At about the time the Lamb shift was reported, a group in England discovered the decay of the pion to the muon in photographic plates exposed to cosmic rays at high altitude. The finding proved Inoue, Sakata and Yukawa to have been spectacularly correct. After the dust settled, it became clear that Yukawa had discovered a deep rule about forces: they are transmitted by particles whose spin is always an integer and whose mass determines their range. Moreover, his tactic of postulating a new particle turned out to be astoundingly successful. The 20th century saw the discovery of an abundance of subatomic particles, many of which were predicted years before.
In 1947 new particles began to show up that were so puzzling that they were dubbed “strange.” Although they appeared rarely, they often did so in pairs and, moreover, lived anomalously long. Eventually Murray Gell-Mann of the California Institute of Technology and, independently, Kazuhiko Nishijima of Osaka City University and other Japanese researchers discovered a regularity behind their properties, described by a quantum characteristic called “strangeness.” (Discerning this pattern was the first step in the three-stages theory.)

● LISTED RECORDS
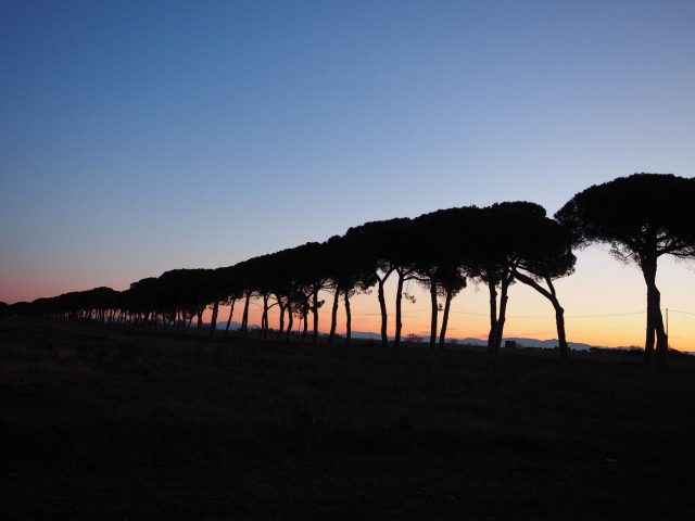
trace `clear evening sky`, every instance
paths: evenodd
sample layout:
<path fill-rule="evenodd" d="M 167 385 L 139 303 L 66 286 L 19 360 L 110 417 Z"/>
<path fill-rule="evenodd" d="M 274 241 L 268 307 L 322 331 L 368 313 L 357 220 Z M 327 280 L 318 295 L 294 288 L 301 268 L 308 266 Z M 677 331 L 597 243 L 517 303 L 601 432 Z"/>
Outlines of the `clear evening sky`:
<path fill-rule="evenodd" d="M 693 1 L 2 1 L 0 301 L 691 177 L 693 27 Z M 695 313 L 692 266 L 662 262 L 657 282 Z M 554 338 L 519 285 L 505 333 Z M 643 342 L 636 268 L 593 247 L 558 291 L 570 341 Z M 486 333 L 485 298 L 457 297 L 452 335 Z M 426 302 L 405 333 L 427 330 Z M 354 328 L 376 330 L 376 297 L 357 304 Z M 671 315 L 671 344 L 695 350 L 695 316 Z"/>

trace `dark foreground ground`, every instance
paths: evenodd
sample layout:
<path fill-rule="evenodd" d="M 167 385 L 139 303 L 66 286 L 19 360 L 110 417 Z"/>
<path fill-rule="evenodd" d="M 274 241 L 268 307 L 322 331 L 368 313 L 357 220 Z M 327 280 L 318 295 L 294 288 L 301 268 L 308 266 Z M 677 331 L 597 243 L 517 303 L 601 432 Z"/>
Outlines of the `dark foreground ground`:
<path fill-rule="evenodd" d="M 0 519 L 695 519 L 695 360 L 0 322 Z"/>

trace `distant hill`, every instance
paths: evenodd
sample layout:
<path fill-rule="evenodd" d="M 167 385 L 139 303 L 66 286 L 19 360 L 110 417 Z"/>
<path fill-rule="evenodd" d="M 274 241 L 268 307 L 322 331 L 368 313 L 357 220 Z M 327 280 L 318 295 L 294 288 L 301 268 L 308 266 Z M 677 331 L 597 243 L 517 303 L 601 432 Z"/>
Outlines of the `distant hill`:
<path fill-rule="evenodd" d="M 227 322 L 225 320 L 222 320 L 219 322 L 217 322 L 217 329 L 218 330 L 224 330 L 227 327 Z M 257 328 L 257 326 L 250 326 L 252 329 Z M 232 320 L 231 323 L 229 325 L 229 329 L 231 331 L 236 331 L 237 329 L 241 328 L 241 322 L 238 322 L 236 320 Z M 323 333 L 323 335 L 325 335 L 326 333 Z M 356 339 L 356 340 L 377 340 L 377 341 L 381 341 L 381 334 L 380 333 L 375 333 L 372 331 L 353 331 L 352 332 L 352 338 Z M 427 342 L 428 336 L 427 335 L 421 335 L 422 338 L 422 342 Z M 389 336 L 389 340 L 393 340 L 393 336 Z M 406 341 L 407 339 L 404 336 L 403 338 L 404 341 Z M 551 339 L 551 340 L 540 340 L 540 339 L 526 339 L 526 338 L 520 338 L 520 336 L 506 336 L 504 339 L 506 340 L 511 340 L 514 342 L 517 343 L 518 347 L 541 347 L 544 350 L 552 350 L 554 347 L 557 347 L 557 339 Z M 468 344 L 468 345 L 488 345 L 488 341 L 486 340 L 480 340 L 480 339 L 473 339 L 471 336 L 465 338 L 465 339 L 447 339 L 446 340 L 447 343 L 458 343 L 458 344 Z M 591 347 L 598 347 L 598 348 L 603 348 L 603 350 L 609 350 L 609 348 L 628 348 L 628 347 L 606 347 L 604 345 L 591 345 L 591 344 L 584 344 L 582 342 L 568 342 L 567 343 L 569 345 L 570 350 L 573 351 L 589 351 Z M 504 341 L 502 343 L 502 345 L 504 346 Z"/>
<path fill-rule="evenodd" d="M 353 339 L 381 340 L 381 334 L 374 333 L 370 331 L 353 331 L 352 336 Z M 389 336 L 389 340 L 392 340 L 392 339 L 393 336 Z M 404 338 L 403 340 L 407 340 L 407 339 Z M 422 335 L 422 340 L 426 341 L 425 335 Z M 517 346 L 519 347 L 542 347 L 542 348 L 557 347 L 557 339 L 539 340 L 539 339 L 522 339 L 518 336 L 506 336 L 504 340 L 511 340 L 516 342 Z M 466 339 L 455 339 L 455 338 L 447 339 L 447 342 L 448 343 L 456 342 L 459 344 L 468 344 L 468 345 L 488 345 L 486 340 L 473 339 L 470 336 Z M 502 345 L 504 345 L 504 341 Z M 591 345 L 591 344 L 584 344 L 581 342 L 568 342 L 567 345 L 569 345 L 570 350 L 574 350 L 574 351 L 589 351 L 591 347 L 608 348 L 602 345 Z"/>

● EXERCISES TO COMPLETE
a) In the passage on subatomic particles, what did the group in England examine when it discovered the decay of the pion to the muon?
b) Give again the part of the passage on subatomic particles starting with "At about the" and going on through "predicted years before.".
c) Carry on the passage on subatomic particles from its last sentence.

● REPLIES
a) Photographic plates exposed to cosmic rays at high altitude.

b)
At about the time the Lamb shift was reported, a group in England discovered the decay of the pion to the muon in photographic plates exposed to cosmic rays at high altitude. The finding proved Inoue, Sakata and Yukawa to have been spectacularly correct. After the dust settled, it became clear that Yukawa had discovered a deep rule about forces: they are transmitted by particles whose spin is always an integer and whose mass determines their range. Moreover, his tactic of postulating a new particle turned out to be astoundingly successful. The 20th century saw the discovery of an abundance of subatomic particles, many of which were predicted years before.

c)
In subsequent years Sakata and his associates became active in sorting through the abundance of particles that were turning up and postulated a mathematical framework, or triad, that became the forerunner of the quark model. (This framework formed the second stage. At present, high-energy physics, with its precise theory of particles and forces known as the Standard Model, is in the third and final stage.)
Meanwhile physicists in Japan were renewing ties with those in the U.S. who had made the atomic bomb. Their feelings toward the Americans were ambiguous. The carpet bombings of Tokyo and the holocausts in Hiroshima and Nagasaki had been shocking even for those Japanese who had opposed the war. On the other hand, the occupation, with its program of liberalization, was relatively benevolent. Perhaps the deciding factor was their shared fascination for science.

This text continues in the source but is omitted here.